>>>

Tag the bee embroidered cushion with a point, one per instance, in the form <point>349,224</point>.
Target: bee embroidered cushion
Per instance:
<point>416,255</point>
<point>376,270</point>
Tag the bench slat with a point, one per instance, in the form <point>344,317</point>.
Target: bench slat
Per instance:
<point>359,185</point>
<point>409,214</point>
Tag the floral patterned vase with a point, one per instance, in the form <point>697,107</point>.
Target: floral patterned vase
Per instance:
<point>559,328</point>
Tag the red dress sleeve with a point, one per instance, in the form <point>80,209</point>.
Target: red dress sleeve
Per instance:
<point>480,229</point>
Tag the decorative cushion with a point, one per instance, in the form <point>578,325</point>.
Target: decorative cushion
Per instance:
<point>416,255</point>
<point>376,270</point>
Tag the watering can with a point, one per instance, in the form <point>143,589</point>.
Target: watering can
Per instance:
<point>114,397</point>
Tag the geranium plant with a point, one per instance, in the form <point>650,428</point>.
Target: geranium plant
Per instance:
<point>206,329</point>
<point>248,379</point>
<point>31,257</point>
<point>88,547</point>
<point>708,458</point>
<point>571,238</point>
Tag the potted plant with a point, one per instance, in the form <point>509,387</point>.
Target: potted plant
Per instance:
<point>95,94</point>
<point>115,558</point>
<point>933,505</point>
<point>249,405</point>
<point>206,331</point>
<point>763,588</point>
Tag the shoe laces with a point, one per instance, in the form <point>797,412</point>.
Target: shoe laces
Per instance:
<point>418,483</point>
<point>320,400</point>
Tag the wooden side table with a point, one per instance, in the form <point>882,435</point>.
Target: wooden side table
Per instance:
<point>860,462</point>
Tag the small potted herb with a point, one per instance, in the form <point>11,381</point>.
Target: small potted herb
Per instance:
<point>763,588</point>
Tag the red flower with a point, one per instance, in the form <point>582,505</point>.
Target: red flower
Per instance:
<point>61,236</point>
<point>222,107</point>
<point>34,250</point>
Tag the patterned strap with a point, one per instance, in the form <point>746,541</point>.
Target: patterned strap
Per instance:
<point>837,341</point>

<<<

### What you will do
Type out the records above again, exactly the same.

### Output below
Tag the bee embroidered cushion with a point, one per instance, in the form <point>349,224</point>.
Target: bee embroidered cushion
Per instance:
<point>416,255</point>
<point>376,270</point>
Tag the bench slat with a point, one per instance, in the form <point>344,317</point>.
Target: bench slat
Per instance:
<point>359,185</point>
<point>409,214</point>
Tag the floral patterned vase with a point, one per instance, in the form <point>697,107</point>.
Target: floral patterned vase
Per instance:
<point>559,328</point>
Tag the red dress sleeve with a point, one per instance, in the form <point>80,209</point>.
Target: red dress sleeve
Per instance:
<point>480,229</point>
Tag the decorative cushion with a point, one per instance, in the form <point>578,325</point>.
Target: decorative cushion
Per instance:
<point>416,255</point>
<point>376,270</point>
Tag the watering can with a point, one per instance, in the form <point>143,589</point>.
Target: watering can
Per instance:
<point>114,397</point>
Tag the geranium plant with a point, one per instance, in the form <point>650,428</point>.
Target: geranium plant
Per instance:
<point>206,329</point>
<point>248,379</point>
<point>31,257</point>
<point>88,547</point>
<point>708,458</point>
<point>571,238</point>
Tag the potted plant with a point, one per instance, in the form <point>509,387</point>.
Target: potted plant
Per instance:
<point>95,94</point>
<point>115,558</point>
<point>933,505</point>
<point>249,405</point>
<point>206,331</point>
<point>763,588</point>
Tag the shoe laces with a point, one per instance, in the form <point>797,412</point>.
Target: shoe laces
Per instance:
<point>418,483</point>
<point>320,400</point>
Tag the wooden side table with a point, one per instance, in the form <point>882,435</point>.
Target: wooden side table
Per instance:
<point>860,462</point>
Tag the small potted herb with a point, one per instance, in the form <point>11,381</point>.
Target: small potted herb
Per instance:
<point>763,588</point>
Tag the red flower with a point, one per instance, in the form <point>582,505</point>.
Target: red flower
Per instance:
<point>61,236</point>
<point>222,107</point>
<point>34,250</point>
Tag the patterned strap with a point, one per instance, in the form <point>746,541</point>.
Target: patterned strap
Per instance:
<point>837,341</point>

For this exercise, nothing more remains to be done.